[SELECTED EXCERPT]
________________
This is the 100th anniversary of Einstein's discovery of general relativity. This theory has been very successful in reproducing a wide range of gravitational phenomena. I will briefly review this success, and then explain how general relativity can describe other areas of physics as well, including aspects of particle physics and condensed matter physics. This is a result of the gauge/gravity duality that emerged from string theory. I will explain this remarkable development and show how general relativity reproduces properties of QCD and superconductivity.
April 6, 2015 -- William Irvine (University of Chicago)
"The life of a vortex knot: Linking coiling and twisting across scales"
Can you take a vortex loop - akin to a smoke ring in air - and tie it into a knot or a link? The possibility of such knottiness in a fluid has fascinated physicists and mathematicians ever since Kelvin¹s 'vortex atom' hypothesis, in which the atoms of the periodic table were hypothesized to correspond to closed vortex loops of different knot types. More recently, the knottiness (Helicity) of a fluid has re-emerged as a conserved quantity in many idealized situations (such as Euler fluids and ideal plasmas) offering the potential for new fundamental insights. In the real physical counterparts to these systems progress has however been hindered by lack of accessible experimental systems. I will tell of how to make a vortex knot and link in water, in the wave function of a superfluid (on a computer) and of what happens thence. In particular I will talk about how linking coiling and twisting interplay across scales.
April 13, 2015 -- Sumit Das (University of Kentucky)
"HOLOGRAPHY, QUANTUM QUENCH AND COSMOLOGY"
Over the last couple of decades it has become clear that in many situations gravity can be thought of as an emergent, "dual" description of non-gravitational gauge theories in lower number of dimensions. This realization is a key ingredient in our current understanding of the quantum physics of black holes in terms of the properties of the underlying gauge theory. In the other direction, this duality has been used to address difficult issues in strongly coupled field theories, by mapping them to classical problems in gravity. This talk will discuss the physical origins of this duality and its modern applications to the understanding of far from equilibrium properties of strongly coupled systems, and attempts to uncover the mysteries of big-bang like singularities.
Arthur O. Williams Lecture:
April 20, 2015 -- Rolf Heuer (Director-General, CERN)
“Breaking the wall of the hidden universe - what the discovery of the Higgs boson tells us about Physics, Mankind and the Universe “
With the start of the Large Hadron Collider (LHC) at CERN, particle physics entered a new era. The LHC will provide a deeper understanding of the universe and the insights gained could change our view of the world, and the talk will present some of the reasons for the excitement surrounding the LHC. The LHC is expected to yield insights into the origin of mass, the nature of dark matter and into many other key questions. This lecture will address the exciting physics prospects offered by the LHC, discuss in particular the recent discovery of the Higgs-Boson, and present a look forward.
________________
[Point localization data]
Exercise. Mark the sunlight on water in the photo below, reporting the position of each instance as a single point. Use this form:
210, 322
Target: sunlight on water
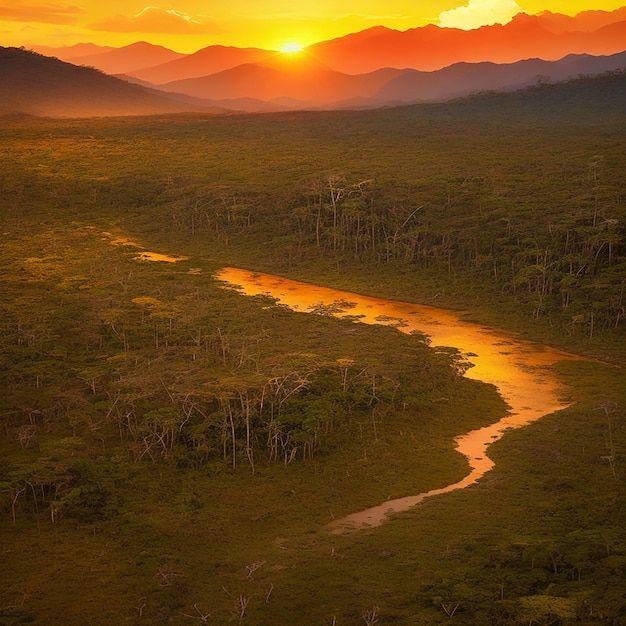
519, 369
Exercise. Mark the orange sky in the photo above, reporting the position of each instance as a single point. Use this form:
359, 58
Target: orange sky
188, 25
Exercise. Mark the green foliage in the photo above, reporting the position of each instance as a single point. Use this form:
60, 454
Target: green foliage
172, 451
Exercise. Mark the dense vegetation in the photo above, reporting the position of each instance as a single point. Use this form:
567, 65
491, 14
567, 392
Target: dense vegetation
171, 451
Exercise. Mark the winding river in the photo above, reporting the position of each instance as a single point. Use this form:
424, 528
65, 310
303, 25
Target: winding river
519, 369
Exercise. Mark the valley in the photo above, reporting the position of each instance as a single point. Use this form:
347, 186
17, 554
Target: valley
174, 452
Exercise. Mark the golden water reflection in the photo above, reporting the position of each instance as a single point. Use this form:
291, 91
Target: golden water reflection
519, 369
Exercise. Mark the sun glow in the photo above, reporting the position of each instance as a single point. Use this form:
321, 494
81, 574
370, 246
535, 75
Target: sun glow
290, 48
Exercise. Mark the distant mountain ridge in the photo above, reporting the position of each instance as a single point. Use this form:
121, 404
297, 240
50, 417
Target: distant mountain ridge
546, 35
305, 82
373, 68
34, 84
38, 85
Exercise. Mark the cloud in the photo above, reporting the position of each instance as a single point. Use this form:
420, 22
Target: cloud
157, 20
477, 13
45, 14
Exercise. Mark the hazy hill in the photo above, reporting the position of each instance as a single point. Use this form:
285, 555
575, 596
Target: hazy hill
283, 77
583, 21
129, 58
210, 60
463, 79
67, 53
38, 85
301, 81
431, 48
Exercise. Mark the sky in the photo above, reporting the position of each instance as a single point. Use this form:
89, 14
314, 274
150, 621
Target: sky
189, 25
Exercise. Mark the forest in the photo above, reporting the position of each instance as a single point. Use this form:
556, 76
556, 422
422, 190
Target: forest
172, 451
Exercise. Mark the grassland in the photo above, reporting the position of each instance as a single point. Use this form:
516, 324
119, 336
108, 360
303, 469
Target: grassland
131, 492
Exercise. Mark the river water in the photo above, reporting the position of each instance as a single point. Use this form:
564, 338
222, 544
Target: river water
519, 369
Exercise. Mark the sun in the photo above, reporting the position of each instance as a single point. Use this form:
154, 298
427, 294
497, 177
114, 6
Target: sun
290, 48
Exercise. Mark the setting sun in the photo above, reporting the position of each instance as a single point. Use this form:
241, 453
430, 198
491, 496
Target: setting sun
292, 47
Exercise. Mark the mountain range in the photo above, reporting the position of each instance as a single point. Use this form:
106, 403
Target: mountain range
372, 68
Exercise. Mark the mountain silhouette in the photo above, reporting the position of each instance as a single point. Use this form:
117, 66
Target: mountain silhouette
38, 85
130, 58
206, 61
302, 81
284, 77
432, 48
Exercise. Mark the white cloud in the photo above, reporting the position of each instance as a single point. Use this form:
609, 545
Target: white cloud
________________
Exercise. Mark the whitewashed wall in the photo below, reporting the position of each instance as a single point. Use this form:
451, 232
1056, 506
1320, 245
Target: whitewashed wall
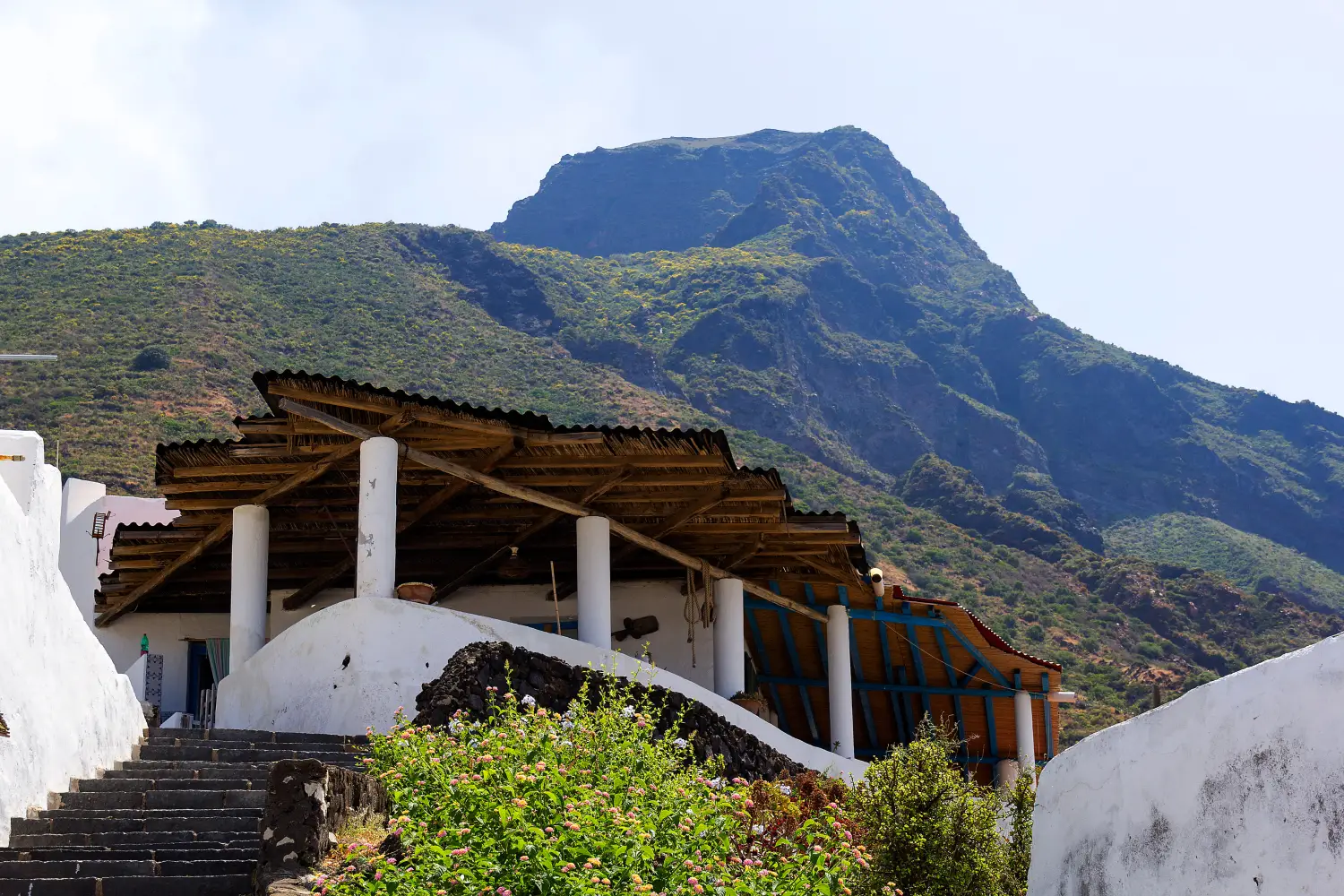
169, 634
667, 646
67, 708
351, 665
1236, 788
________________
[EXERCISE PROMPT]
Answer these about the talk listings:
1. Who gave the talk dated April 13, 2015, and at which university?
2. According to Kelvin's 'vortex atom' hypothesis, what did the atoms of the periodic table correspond to?
3. What position at CERN is listed for Rolf Heuer?

[THE COMPLETED TASK]
1. Sumit Das, University of Kentucky.
2. Closed vortex loops of different knot types.
3. Director-General.